*** Opening of Supplied data ***
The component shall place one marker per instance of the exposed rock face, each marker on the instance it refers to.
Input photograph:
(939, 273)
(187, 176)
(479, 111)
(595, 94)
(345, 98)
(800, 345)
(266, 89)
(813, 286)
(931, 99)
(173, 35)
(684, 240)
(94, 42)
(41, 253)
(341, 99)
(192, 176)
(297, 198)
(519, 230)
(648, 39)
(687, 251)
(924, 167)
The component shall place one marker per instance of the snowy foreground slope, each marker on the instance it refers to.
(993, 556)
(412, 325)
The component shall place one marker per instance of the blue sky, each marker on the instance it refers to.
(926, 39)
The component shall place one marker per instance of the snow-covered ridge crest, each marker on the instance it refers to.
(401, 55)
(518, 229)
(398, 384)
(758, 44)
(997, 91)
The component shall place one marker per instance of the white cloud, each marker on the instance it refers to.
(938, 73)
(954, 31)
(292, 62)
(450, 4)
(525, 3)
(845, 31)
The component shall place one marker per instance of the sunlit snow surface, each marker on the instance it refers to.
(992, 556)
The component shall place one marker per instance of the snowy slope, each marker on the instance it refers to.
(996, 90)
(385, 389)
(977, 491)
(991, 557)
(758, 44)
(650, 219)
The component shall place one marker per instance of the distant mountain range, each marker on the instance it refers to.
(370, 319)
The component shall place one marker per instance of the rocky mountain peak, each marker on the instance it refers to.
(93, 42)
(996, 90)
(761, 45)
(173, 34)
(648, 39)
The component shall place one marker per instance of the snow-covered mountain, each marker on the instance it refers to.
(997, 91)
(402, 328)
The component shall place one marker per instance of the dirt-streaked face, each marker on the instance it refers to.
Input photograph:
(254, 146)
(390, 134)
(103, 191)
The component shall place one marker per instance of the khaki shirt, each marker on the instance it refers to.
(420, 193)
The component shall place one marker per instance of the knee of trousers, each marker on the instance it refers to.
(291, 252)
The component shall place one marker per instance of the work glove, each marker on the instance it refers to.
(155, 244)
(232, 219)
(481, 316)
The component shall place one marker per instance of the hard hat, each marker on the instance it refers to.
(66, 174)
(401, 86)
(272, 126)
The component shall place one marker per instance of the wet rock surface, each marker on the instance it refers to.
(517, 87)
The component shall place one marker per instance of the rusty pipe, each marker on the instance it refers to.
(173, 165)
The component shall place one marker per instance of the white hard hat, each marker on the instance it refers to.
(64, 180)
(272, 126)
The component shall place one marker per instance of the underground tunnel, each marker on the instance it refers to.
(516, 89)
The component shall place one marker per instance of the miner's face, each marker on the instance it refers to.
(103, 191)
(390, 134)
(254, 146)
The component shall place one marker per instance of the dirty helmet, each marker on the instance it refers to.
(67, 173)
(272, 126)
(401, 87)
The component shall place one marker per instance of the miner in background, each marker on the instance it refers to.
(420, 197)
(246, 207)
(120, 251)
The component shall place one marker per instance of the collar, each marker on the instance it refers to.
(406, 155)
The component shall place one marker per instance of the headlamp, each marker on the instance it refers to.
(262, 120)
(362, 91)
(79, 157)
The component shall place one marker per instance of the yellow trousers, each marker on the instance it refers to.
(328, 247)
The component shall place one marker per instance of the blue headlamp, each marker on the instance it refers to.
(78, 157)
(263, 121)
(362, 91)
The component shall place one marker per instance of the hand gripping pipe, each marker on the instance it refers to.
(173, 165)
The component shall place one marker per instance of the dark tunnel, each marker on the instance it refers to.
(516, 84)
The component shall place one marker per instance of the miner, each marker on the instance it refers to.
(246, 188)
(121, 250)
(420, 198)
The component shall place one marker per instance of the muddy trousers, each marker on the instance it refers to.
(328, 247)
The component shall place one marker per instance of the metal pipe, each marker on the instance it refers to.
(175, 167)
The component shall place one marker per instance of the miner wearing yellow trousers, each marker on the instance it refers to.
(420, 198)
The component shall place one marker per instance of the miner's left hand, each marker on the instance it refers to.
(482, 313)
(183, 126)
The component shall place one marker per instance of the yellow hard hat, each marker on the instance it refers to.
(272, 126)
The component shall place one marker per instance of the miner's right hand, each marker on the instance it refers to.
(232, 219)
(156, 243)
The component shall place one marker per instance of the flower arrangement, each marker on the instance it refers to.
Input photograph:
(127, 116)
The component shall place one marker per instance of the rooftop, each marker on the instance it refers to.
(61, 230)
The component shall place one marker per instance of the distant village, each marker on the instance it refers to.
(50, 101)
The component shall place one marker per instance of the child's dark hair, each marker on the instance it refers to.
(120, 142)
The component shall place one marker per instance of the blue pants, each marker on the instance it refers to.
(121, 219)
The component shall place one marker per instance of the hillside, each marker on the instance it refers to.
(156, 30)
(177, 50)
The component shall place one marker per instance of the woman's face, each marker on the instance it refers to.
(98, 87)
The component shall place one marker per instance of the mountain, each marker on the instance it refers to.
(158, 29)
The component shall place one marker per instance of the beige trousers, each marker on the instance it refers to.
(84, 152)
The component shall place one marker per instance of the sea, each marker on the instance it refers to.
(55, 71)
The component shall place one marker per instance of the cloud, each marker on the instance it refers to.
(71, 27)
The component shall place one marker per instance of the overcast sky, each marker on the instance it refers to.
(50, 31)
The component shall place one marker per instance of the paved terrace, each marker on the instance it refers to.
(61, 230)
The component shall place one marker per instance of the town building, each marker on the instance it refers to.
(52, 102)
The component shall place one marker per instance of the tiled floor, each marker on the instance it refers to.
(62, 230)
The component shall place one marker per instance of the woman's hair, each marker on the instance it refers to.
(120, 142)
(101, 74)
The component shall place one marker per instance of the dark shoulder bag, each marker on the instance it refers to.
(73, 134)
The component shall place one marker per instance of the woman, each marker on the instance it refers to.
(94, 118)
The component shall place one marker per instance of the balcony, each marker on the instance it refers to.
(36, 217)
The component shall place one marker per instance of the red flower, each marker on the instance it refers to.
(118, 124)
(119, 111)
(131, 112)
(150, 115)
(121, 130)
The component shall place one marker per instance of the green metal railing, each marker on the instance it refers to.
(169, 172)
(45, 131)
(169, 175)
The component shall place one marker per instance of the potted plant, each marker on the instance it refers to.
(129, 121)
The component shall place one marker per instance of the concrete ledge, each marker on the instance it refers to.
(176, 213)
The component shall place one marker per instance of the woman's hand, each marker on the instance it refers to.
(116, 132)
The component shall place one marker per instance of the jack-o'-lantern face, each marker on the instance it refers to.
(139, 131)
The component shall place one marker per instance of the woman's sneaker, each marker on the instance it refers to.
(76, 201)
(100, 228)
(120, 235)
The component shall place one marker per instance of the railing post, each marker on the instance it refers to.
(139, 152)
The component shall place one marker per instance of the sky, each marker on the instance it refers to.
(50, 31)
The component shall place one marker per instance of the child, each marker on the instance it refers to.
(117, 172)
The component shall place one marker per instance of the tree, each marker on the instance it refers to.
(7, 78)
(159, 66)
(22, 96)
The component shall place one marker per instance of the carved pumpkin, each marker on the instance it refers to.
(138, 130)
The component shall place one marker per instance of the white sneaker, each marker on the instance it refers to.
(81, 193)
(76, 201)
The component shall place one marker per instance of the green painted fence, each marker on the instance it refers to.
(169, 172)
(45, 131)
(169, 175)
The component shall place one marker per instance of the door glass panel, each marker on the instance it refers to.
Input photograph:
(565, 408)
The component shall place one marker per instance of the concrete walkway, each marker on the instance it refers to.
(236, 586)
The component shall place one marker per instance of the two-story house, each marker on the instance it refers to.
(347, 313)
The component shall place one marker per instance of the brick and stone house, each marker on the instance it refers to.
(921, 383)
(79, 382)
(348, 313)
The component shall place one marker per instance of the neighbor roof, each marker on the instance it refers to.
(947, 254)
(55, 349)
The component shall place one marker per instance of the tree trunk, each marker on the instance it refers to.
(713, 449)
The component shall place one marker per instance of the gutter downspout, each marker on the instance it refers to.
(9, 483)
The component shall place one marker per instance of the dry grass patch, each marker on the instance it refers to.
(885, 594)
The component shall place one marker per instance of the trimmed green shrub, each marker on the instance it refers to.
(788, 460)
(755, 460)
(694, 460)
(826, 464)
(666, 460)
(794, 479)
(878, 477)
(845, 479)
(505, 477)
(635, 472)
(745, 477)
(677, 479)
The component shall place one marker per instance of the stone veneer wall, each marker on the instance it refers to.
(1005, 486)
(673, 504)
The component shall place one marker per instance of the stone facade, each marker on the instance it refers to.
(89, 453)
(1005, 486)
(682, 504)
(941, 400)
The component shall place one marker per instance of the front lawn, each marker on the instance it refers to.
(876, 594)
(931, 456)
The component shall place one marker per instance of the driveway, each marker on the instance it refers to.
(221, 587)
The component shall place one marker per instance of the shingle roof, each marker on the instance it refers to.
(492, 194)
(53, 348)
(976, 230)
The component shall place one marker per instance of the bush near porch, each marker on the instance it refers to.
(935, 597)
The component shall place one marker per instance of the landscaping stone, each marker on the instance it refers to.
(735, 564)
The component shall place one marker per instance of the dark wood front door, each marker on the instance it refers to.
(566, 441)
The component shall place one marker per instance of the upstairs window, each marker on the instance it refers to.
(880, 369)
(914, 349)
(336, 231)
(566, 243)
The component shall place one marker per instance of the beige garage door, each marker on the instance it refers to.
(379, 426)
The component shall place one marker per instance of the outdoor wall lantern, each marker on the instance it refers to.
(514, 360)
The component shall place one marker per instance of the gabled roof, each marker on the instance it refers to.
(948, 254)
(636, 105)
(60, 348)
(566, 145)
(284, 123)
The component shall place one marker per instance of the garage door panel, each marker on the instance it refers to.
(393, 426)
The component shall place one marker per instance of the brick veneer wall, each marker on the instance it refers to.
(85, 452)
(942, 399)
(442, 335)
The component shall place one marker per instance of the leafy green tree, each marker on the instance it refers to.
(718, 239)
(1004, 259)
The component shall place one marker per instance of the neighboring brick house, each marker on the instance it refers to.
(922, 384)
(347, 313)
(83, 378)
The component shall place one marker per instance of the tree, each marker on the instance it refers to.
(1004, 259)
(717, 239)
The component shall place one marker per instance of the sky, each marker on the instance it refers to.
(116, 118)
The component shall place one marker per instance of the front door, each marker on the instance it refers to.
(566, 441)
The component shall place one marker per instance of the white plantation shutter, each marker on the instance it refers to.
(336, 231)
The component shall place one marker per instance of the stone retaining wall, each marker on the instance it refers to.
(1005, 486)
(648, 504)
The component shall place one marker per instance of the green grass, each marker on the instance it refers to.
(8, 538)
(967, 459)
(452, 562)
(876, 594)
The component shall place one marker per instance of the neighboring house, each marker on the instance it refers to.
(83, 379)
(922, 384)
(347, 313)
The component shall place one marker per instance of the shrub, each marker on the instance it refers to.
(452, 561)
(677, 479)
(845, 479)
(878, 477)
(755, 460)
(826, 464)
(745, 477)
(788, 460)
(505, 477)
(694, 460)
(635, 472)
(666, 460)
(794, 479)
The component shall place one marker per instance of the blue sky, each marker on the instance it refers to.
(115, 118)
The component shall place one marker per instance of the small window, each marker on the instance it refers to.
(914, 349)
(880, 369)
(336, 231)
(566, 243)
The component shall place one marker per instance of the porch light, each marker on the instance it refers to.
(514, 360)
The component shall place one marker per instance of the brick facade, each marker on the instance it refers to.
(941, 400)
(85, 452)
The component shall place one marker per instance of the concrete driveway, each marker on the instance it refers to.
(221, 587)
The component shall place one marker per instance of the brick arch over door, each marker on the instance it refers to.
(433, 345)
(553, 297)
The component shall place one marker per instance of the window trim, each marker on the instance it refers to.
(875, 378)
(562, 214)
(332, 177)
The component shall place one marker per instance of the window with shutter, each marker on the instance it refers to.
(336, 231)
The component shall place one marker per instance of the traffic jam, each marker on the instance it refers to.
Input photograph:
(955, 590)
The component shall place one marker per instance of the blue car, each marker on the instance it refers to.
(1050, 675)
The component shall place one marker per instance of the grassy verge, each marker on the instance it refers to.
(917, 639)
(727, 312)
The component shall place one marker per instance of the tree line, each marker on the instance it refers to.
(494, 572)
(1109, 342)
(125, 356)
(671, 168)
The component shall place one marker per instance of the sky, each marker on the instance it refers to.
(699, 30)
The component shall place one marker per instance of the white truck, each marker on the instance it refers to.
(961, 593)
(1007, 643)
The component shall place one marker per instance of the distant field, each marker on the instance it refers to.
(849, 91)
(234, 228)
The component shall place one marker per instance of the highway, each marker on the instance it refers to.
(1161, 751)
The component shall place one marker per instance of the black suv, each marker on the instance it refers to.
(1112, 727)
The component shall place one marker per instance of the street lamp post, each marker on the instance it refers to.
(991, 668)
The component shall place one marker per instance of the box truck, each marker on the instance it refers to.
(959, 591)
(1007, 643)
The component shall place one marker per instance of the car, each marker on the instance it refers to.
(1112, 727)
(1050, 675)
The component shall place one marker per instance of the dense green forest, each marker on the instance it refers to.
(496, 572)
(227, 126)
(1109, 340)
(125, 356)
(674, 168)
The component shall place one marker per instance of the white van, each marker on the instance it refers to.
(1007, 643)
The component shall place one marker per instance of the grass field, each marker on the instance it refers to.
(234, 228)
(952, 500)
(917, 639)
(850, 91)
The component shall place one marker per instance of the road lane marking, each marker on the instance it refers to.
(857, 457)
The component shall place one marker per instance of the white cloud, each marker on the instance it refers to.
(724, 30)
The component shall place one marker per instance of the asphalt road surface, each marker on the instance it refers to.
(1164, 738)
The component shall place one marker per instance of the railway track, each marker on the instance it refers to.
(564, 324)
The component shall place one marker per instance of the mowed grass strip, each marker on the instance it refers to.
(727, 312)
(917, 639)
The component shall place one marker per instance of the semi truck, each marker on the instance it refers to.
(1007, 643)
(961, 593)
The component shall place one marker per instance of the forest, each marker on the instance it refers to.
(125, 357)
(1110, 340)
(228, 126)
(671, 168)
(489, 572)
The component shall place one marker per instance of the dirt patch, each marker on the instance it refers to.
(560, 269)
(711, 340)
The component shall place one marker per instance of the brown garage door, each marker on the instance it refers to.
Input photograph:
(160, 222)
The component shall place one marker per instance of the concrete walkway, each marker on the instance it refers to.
*** Close of Supplied data ***
What to work on: Return the lines above, from the one containing "The component shall place one marker per instance of the asphalt" to the end, exactly as they stand.

Task response:
The component shall place one marker per instance of the asphalt road surface, each marker on the instance it refers to.
(1164, 738)
The component shall place one marker per instance of the railway track, each marker on the instance it refers to.
(564, 324)
The component shall place one marker per instance of the mowed grass strip, each marker on the instance it refers to.
(727, 312)
(917, 639)
The component shall place one marker per instance of the semi truck, each marker on the instance it refers to.
(1007, 643)
(961, 593)
The component shall place one marker per instance of the forest, each marker on the instance it refers to.
(125, 357)
(1110, 340)
(228, 126)
(671, 168)
(489, 572)
The component shall place one marker per instance of the dirt patch, each marker on the instance it refers to.
(560, 269)
(711, 340)
The component shall place one marker per instance of the brown garage door, each marker on the instance it refers to.
Input photograph:
(160, 222)
The component shall place one marker per instance of the concrete walkway, each marker on the instance it refers to.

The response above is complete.